* EXERCISE *
Filter the entries down to the lines holding "sample", then copy those lines.

DATA RECORDS below:

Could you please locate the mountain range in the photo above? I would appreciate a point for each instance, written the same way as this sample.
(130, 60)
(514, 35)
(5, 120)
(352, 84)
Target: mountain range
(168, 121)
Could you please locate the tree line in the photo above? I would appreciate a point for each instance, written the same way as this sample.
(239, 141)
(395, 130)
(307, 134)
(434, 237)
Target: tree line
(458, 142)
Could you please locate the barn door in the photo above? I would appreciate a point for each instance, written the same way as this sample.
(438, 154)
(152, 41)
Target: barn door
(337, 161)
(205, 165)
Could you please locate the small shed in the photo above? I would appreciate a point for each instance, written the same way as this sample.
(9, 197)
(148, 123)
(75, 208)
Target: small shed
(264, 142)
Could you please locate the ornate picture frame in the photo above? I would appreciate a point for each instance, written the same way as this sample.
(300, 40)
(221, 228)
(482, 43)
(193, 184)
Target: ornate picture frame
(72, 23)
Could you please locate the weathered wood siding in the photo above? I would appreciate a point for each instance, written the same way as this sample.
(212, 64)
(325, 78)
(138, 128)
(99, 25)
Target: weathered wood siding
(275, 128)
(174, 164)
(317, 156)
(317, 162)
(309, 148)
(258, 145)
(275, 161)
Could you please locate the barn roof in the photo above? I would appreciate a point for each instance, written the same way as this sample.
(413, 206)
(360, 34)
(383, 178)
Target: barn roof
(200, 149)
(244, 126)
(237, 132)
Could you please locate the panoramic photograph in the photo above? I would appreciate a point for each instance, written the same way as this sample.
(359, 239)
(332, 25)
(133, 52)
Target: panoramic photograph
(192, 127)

End of DATA RECORDS.

* THE ANSWER *
Could you please locate the mountain range in the photo above? I would appreciate a point for each instance, written the same way as this sample.
Could you please locate the tree line in the photo above? I would appreciate a point for each instance, written the same way as this sample.
Could you please locate the barn door in the photo above? I would appreciate a point for each instance, written the same way as this sample.
Could you please locate the small shed in the photo above? I would appreciate a point for each instance, written the same way as this sample.
Could you please locate the ornate picture frame in the photo above? I would appreciate a point for each instance, written the same way as this sample.
Could you please locate the weathered wood siding in the photo above? I would appreciate a point for each instance, written the same way as this sample.
Could you please locate the barn roof in the photo above? I would appreciate a point for each instance, written the same way as this sample.
Could you please locate the panoramic photograph in the photo above? I would appreciate a point for each instance, written the same way as this sample.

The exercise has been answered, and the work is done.